Exercise directions
Rewrite every line of the entries below as a JSON list of strings, one string per line, skipping blank lines and leaving the pictures out.
[Start of Input records]
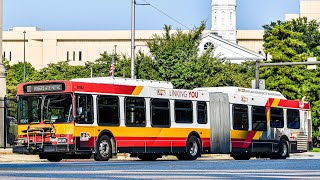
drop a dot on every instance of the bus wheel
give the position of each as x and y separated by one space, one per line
283 150
104 149
148 157
193 148
241 156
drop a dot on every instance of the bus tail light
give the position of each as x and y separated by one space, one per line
62 140
21 141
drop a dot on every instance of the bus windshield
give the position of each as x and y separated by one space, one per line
49 108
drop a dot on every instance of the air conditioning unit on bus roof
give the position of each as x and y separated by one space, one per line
126 81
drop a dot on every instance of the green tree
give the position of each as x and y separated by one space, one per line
294 41
15 76
62 71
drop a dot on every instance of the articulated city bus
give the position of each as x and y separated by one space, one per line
149 119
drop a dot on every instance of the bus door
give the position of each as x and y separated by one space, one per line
84 122
261 132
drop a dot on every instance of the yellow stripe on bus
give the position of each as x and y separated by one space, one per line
58 128
275 103
242 134
122 131
257 135
137 90
143 131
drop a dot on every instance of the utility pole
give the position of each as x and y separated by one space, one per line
258 65
24 56
133 47
133 26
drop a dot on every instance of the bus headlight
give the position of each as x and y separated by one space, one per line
21 141
62 140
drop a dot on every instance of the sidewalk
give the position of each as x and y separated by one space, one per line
6 155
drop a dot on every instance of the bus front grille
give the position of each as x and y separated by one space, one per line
302 143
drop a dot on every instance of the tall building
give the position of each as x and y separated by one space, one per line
224 19
309 9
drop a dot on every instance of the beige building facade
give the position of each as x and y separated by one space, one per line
45 47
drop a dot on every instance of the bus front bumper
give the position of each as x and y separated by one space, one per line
36 149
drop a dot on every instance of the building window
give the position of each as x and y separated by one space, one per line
223 17
208 45
183 111
276 118
259 118
202 112
135 111
293 118
160 113
84 104
108 110
240 117
80 56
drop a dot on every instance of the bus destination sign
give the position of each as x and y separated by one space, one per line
33 88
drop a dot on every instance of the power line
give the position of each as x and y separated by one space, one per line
166 15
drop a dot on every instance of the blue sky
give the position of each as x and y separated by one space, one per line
116 14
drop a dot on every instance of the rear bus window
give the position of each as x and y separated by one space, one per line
240 117
160 113
293 117
259 118
183 111
276 118
108 110
135 111
202 112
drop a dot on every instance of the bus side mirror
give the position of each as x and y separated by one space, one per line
76 118
79 110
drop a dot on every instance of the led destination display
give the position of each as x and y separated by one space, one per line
32 88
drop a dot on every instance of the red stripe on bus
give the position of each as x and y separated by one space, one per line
249 138
102 88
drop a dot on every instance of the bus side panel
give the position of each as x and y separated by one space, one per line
219 123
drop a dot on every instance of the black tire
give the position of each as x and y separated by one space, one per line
51 158
104 149
283 152
181 156
193 148
241 156
148 157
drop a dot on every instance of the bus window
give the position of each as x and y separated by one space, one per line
183 111
108 110
160 113
58 108
240 117
259 118
29 109
135 111
84 107
293 118
202 112
276 118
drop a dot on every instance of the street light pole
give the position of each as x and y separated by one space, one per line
132 37
24 56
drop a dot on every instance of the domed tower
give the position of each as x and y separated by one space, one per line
224 19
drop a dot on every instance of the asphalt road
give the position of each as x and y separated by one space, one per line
164 169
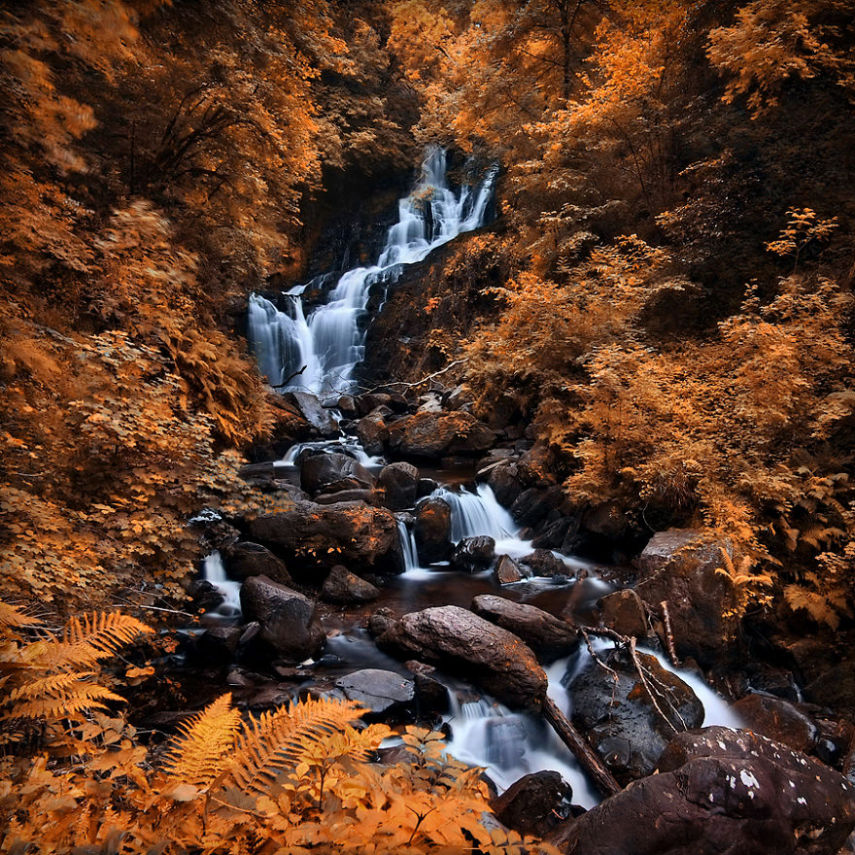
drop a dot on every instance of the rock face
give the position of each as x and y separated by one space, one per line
720 792
247 559
400 481
463 642
433 530
473 554
620 719
332 473
678 567
361 536
535 804
431 435
549 637
285 618
377 690
342 586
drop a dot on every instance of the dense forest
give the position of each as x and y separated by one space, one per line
599 375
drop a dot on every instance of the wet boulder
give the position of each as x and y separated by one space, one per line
679 567
372 433
460 641
332 473
313 412
432 435
542 562
247 559
535 804
777 719
284 617
473 554
548 636
382 692
630 720
624 612
400 483
325 535
342 586
720 792
433 530
508 571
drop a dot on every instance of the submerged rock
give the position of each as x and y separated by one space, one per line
459 640
342 586
720 792
549 637
326 535
284 616
618 714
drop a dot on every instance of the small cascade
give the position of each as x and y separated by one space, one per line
214 571
509 745
408 547
477 513
330 342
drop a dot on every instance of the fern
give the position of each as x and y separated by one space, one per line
278 740
202 752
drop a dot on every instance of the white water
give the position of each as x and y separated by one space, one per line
509 745
214 571
331 342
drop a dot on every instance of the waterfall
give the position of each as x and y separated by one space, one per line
330 342
476 513
214 571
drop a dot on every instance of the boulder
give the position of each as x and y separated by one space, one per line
357 534
285 618
548 636
624 612
381 692
473 554
621 720
247 559
332 472
462 642
778 719
508 571
372 433
535 804
679 567
542 562
400 483
313 412
433 530
432 435
720 792
342 586
533 504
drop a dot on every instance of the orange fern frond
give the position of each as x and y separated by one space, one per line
202 751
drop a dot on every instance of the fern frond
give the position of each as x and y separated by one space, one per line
277 740
104 631
75 699
202 751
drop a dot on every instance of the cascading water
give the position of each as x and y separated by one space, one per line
214 571
330 342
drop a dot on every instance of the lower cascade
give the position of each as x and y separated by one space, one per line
318 353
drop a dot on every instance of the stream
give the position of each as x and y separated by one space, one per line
327 342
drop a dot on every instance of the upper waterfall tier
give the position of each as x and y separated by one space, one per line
329 343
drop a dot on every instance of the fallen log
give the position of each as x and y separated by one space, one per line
586 756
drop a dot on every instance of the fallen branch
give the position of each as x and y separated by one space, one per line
416 382
586 756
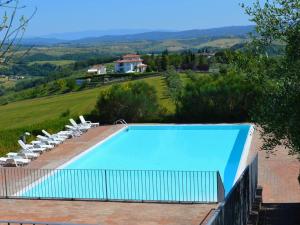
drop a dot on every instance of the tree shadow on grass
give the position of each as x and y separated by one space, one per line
280 214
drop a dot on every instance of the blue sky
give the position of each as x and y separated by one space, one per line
59 16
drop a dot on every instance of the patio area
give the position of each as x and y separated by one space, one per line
277 175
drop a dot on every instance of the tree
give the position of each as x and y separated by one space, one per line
134 102
12 29
278 111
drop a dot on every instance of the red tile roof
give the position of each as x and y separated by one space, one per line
128 60
131 56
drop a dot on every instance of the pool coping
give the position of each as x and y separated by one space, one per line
242 163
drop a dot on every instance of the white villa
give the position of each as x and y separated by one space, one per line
129 64
97 69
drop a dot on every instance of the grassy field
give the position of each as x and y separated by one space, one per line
7 83
54 62
46 113
222 43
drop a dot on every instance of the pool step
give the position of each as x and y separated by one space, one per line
256 208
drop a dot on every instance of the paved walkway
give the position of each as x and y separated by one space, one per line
277 174
106 213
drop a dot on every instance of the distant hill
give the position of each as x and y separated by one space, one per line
234 31
167 35
71 36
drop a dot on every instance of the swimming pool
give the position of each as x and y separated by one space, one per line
153 162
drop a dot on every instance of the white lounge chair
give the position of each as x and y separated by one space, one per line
48 140
55 137
3 161
14 161
31 148
17 161
41 144
25 155
76 131
67 133
87 123
82 128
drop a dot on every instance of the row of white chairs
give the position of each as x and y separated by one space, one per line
45 143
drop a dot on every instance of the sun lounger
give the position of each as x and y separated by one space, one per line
76 131
83 128
25 155
55 137
87 123
17 161
33 149
41 144
48 140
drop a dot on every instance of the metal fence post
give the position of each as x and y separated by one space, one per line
220 188
5 183
105 178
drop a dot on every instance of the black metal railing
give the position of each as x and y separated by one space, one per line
112 185
236 207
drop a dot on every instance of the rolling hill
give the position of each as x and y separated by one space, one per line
233 31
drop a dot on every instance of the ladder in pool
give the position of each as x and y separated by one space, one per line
121 121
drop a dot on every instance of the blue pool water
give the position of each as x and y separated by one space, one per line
171 163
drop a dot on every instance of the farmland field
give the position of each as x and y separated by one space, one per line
46 112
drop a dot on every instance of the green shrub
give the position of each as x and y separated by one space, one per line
222 98
134 102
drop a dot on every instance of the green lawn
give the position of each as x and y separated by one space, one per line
54 62
45 113
22 113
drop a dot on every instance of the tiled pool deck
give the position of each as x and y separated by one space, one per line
277 175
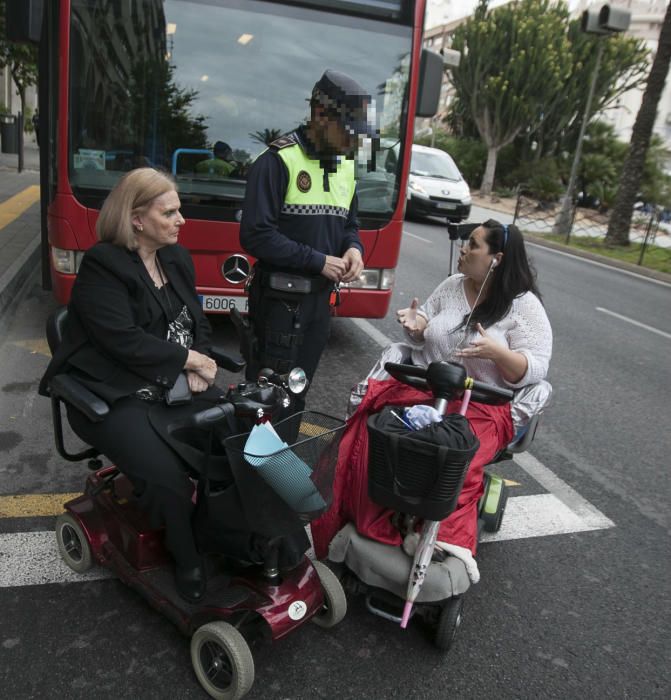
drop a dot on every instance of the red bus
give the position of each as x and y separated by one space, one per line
[End of Input records]
Answer to the task
[
  "drop a dot on every instance of the bus wheel",
  "give the position of each as x and y separated by one space, one per line",
  "283 150",
  "104 149",
  "148 157",
  "193 148",
  "241 156",
  "drop a dot on every instance of the bus tail light",
  "give the position of each as x and y separated by one space, one per line",
  "62 140",
  "21 141",
  "drop a dot on every instance of the bus windshield",
  "give the position of each as x and y separated by one space, one per line",
  "49 108",
  "drop a dot on every instance of the air conditioning unit on bus roof",
  "give the position of each as x and y separated by one space, one per line",
  "126 81",
  "drop a dot on every instance of the green tree",
  "give the position of each as x and y separated by one space, one per line",
  "294 41",
  "15 76",
  "62 71",
  "drop a dot on every instance of the articulated city bus",
  "give the position of each as x and y separated by one space, one per line",
  "149 119",
  "drop a dot on every instance of the bus door",
  "give the position of each as x and y separated by one space, one per line",
  "84 122",
  "261 132",
  "drop a dot on every instance of the yellow stripe on bus",
  "give the position of each as x and y separated by one space, one per line",
  "58 128",
  "275 103",
  "242 134",
  "122 131",
  "257 135",
  "137 90",
  "143 131",
  "drop a dot on every instance of the utility pole",
  "give the position of each as x and y separated by one space, one per line",
  "258 65",
  "24 56",
  "133 47",
  "133 26",
  "drop a dot on every instance of the bus headlight",
  "give the position of each as x and y separated by one space, one per line",
  "21 141",
  "62 140",
  "drop a dot on every instance of the sidewalk",
  "give the position of each as x and y separated by one space, one per line",
  "6 155",
  "drop a dot on every instance of the bus front grille",
  "give the position of each as x and y separated by one space, one per line",
  "302 143",
  "drop a dot on every instance of the tall building",
  "give the position of each as x and y separated by one space, one per line",
  "224 19",
  "309 9",
  "drop a dot on every instance of the beige building facade",
  "give the position of each as x and y separated by one space, one per line",
  "45 47",
  "drop a dot on every instance of the bus front bumper",
  "give the position of each as x and y separated by one space, one per line",
  "36 149",
  "drop a dot on every instance of the building window",
  "give the position of each as x and y separated by one space, one per line",
  "223 17",
  "208 45",
  "183 111",
  "276 118",
  "259 118",
  "202 112",
  "135 111",
  "293 118",
  "160 113",
  "84 104",
  "108 110",
  "240 117",
  "80 56",
  "drop a dot on every instance of the bus destination sign",
  "give the position of each as x and y separated by one space, one per line",
  "33 88",
  "drop a dot on every instance of the power line",
  "give the position of each as x and y separated by one space, one per line",
  "166 15",
  "drop a dot on every instance of the blue sky",
  "give the position of each as x and y separated by one space, one per line",
  "116 14",
  "drop a dot on every instance of the rear bus window",
  "give the position of each as x and y separated by one space, one per line",
  "240 117",
  "160 113",
  "293 117",
  "259 118",
  "183 111",
  "276 118",
  "108 110",
  "135 111",
  "202 112",
  "drop a dot on every instance of the bus side mirror",
  "give the position of each as x and y separated by one space, one per line",
  "76 118",
  "79 110",
  "drop a dot on every instance of the led destination display",
  "give the position of each as x and y separated by one space, one per line",
  "32 88",
  "drop a dot on every instance of the red stripe on bus",
  "give the position of each as x and y separated by one space, one per line",
  "249 138",
  "102 88",
  "drop a dot on every instance of the bus side panel",
  "give the position of each as x and y separated by one space, one per line",
  "219 123",
  "drop a dot on every instance of the black tire",
  "give the position of each as x and y separated by one space, one per line",
  "51 158",
  "104 149",
  "283 152",
  "181 156",
  "193 148",
  "241 156",
  "148 157",
  "drop a dot on every instance of the bus window",
  "give the position of each as x and y separated by one space, one per line",
  "183 111",
  "108 110",
  "160 113",
  "58 108",
  "240 117",
  "259 118",
  "29 109",
  "135 111",
  "84 107",
  "293 118",
  "202 112",
  "276 118",
  "drop a dot on every instance of the street light pole",
  "give the position of each as x and y separated by one space, one per line",
  "132 37",
  "24 56",
  "drop a dot on every instance of the domed tower",
  "give the position of each as x and y separated by one space, one per line",
  "224 19",
  "drop a dot on every instance of the asphalt road",
  "give the position of each as x and y separated by one space, one per line",
  "164 169",
  "drop a dot on every instance of the rock face",
  "give the position of each as x and y separated by one space, one per line",
  "720 792",
  "247 559",
  "400 481",
  "463 642",
  "433 530",
  "473 554",
  "620 719",
  "332 473",
  "678 567",
  "361 536",
  "535 804",
  "431 435",
  "549 637",
  "285 618",
  "377 690",
  "342 586",
  "drop a dot on every instance of the dense forest",
  "give the position of each as x and y separated by one space, one per line",
  "599 375",
  "drop a dot on every instance of the wet boulder",
  "give the position of each as x and y separated by one space, one per line",
  "679 567",
  "372 433",
  "460 641",
  "332 473",
  "313 412",
  "432 435",
  "542 562",
  "247 559",
  "535 804",
  "777 719",
  "284 617",
  "473 554",
  "548 636",
  "382 692",
  "630 720",
  "624 612",
  "400 483",
  "325 535",
  "342 586",
  "720 792",
  "433 530",
  "508 571",
  "drop a dot on every instance of the submerged rock",
  "give the position of each as x and y separated by one space, one per line",
  "459 640",
  "342 586",
  "720 792",
  "549 637",
  "326 535",
  "284 616",
  "618 714",
  "drop a dot on every instance of the small cascade",
  "give the position of each as x and y separated by one space, one per line",
  "214 571",
  "509 745",
  "408 547",
  "477 513",
  "330 342",
  "drop a dot on every instance of the fern",
  "give the position of each as x and y separated by one space, one per line",
  "278 740",
  "202 752",
  "drop a dot on every instance of the white water",
  "give the position of each as x and y separated by one space, one per line",
  "509 745",
  "214 571",
  "331 342",
  "drop a dot on every instance of the waterfall",
  "give the position of each as x and y separated by one space, one per line",
  "330 342",
  "476 513",
  "214 571",
  "drop a dot on every instance of the boulder",
  "give the position of each as x and y separated by one space, one per line",
  "357 534",
  "285 618",
  "548 636",
  "624 612",
  "381 692",
  "473 554",
  "621 720",
  "247 559",
  "332 472",
  "462 642",
  "778 719",
  "508 571",
  "372 433",
  "535 804",
  "679 567",
  "542 562",
  "400 483",
  "313 412",
  "433 530",
  "432 435",
  "720 792",
  "342 586",
  "533 504",
  "drop a dot on every instance of the orange fern frond",
  "give the position of each as x and y separated by one space, one per line",
  "202 751",
  "drop a dot on every instance of the fern frond",
  "give the position of each as x and y separated by one space, one per line",
  "277 740",
  "104 631",
  "75 699",
  "202 751",
  "drop a dot on every instance of the cascading water",
  "give the position of each as x and y separated by one space, one per line",
  "214 571",
  "330 342",
  "drop a dot on every instance of the lower cascade",
  "give the position of each as x and y separated by one space, one per line",
  "318 353",
  "drop a dot on every instance of the stream",
  "give the position of each as x and y separated by one space, one per line",
  "327 342",
  "drop a dot on every instance of the upper waterfall tier",
  "give the position of each as x and y separated by one space, one per line",
  "329 343",
  "drop a dot on every instance of the fallen log",
  "give the position of each as x and y separated by one space, one per line",
  "586 756",
  "drop a dot on every instance of the fallen branch",
  "give the position of each as x and y separated by one space, one per line",
  "416 382",
  "586 756",
  "drop a dot on every instance of the tree shadow on grass",
  "give the position of each as x and y separated by one space, one per line",
  "280 214",
  "drop a dot on every instance of the blue sky",
  "give the position of each as x and y separated by one space, one per line",
  "59 16",
  "drop a dot on every instance of the patio area",
  "give the position of each as x and y separated by one space, one per line",
  "277 175",
  "drop a dot on every instance of the tree",
  "give the position of each as x and y separated by one space, one per line",
  "134 102",
  "12 29",
  "278 111",
  "drop a dot on every instance of the red tile roof",
  "give the position of each as x and y separated by one space, one per line",
  "128 60",
  "131 56",
  "drop a dot on every instance of the pool coping",
  "give the position of each as x and y separated by one space, one per line",
  "242 163",
  "drop a dot on every instance of the white villa",
  "give the position of each as x and y separated by one space, one per line",
  "129 64",
  "97 69",
  "drop a dot on every instance of the grassy field",
  "give the position of each as x and y separated by one space, one per line",
  "7 83",
  "54 62",
  "46 113",
  "222 43",
  "drop a dot on every instance of the pool step",
  "give the position of each as x and y separated by one space, one per line",
  "256 208",
  "drop a dot on every instance of the paved walkway",
  "give the position of each as x and y separated by one space, one per line",
  "277 174",
  "106 213",
  "drop a dot on every instance of the distant hill",
  "give the position of each as x and y separated by one space, one per line",
  "234 31",
  "167 35",
  "71 36",
  "drop a dot on every instance of the swimming pool",
  "give the position of each as x and y separated by one space, one per line",
  "153 162",
  "drop a dot on every instance of the white lounge chair",
  "give the position of each as x and y separated by one space, one per line",
  "48 140",
  "55 137",
  "3 161",
  "14 161",
  "31 148",
  "17 161",
  "41 144",
  "25 155",
  "76 131",
  "67 133",
  "87 123",
  "82 128",
  "drop a dot on every instance of the row of white chairs",
  "give the position of each as x and y separated by one space, one per line",
  "45 143",
  "drop a dot on every instance of the sun lounger",
  "give the position of each as x and y separated by one space, one per line",
  "76 131",
  "83 128",
  "25 155",
  "55 137",
  "87 123",
  "17 161",
  "33 149",
  "41 144",
  "48 140",
  "drop a dot on every instance of the metal fence post",
  "give the position of each as x and y separated by one space, one per line",
  "220 188",
  "5 183",
  "105 178",
  "drop a dot on every instance of the black metal railing",
  "give the position of each as x and y separated by one space, one per line",
  "112 185",
  "236 207",
  "drop a dot on every instance of the rolling hill",
  "give the position of each as x and y separated by one space, one per line",
  "233 31",
  "drop a dot on every instance of the ladder in pool",
  "give the position of each as x and y separated by one space, one per line",
  "121 121",
  "drop a dot on every instance of the blue pool water",
  "give the position of each as x and y separated by one space, one per line",
  "171 163",
  "drop a dot on every instance of the farmland field",
  "give the position of each as x and y separated by one space, one per line",
  "46 112",
  "drop a dot on every instance of the green shrub",
  "give the position of each as x and y separated by one space, one per line",
  "222 98",
  "134 102",
  "drop a dot on every instance of the green lawn",
  "give the position of each as x and y separated by one space, one per line",
  "54 62",
  "45 113",
  "22 113",
  "drop a dot on every instance of the tiled pool deck",
  "give the position of each as x and y separated by one space, one per line",
  "277 175",
  "drop a dot on every instance of the red bus",
  "give the position of each as x and y separated by one space, one per line"
]